* **Records provided**
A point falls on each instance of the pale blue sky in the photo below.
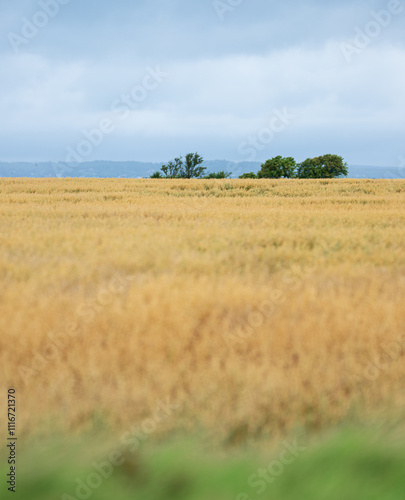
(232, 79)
==
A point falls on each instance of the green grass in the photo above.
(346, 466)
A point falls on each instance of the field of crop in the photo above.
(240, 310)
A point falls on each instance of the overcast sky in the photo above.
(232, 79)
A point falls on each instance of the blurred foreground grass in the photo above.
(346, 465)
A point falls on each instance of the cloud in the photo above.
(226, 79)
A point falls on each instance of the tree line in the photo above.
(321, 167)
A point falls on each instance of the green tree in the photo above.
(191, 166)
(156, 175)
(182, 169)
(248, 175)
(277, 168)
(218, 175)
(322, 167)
--
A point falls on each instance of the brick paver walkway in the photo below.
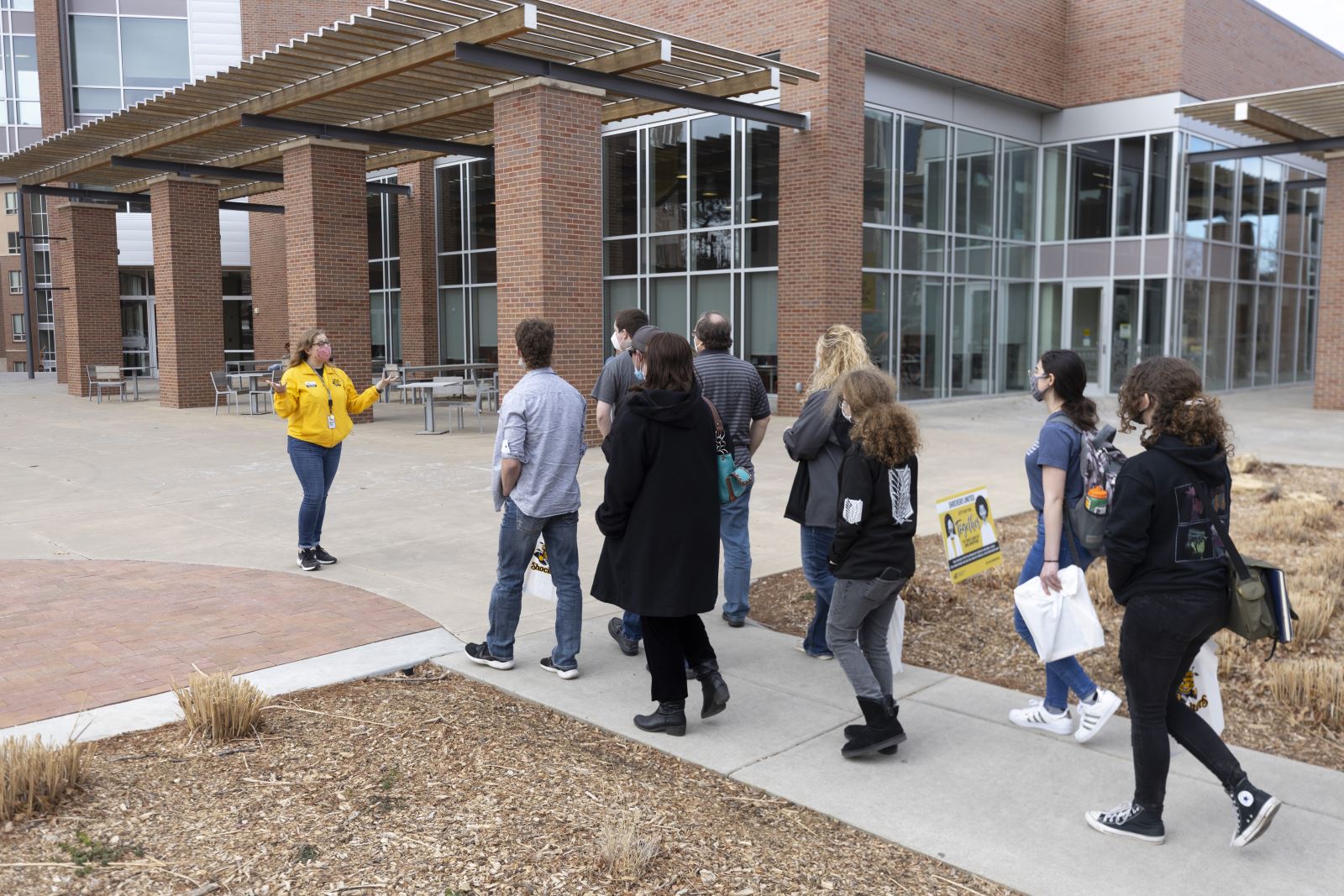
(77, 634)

* **Goal**
Count how many lines in the entries above contain the string "grass", matching case exactly. Reply with the number only.

* **Result of this task**
2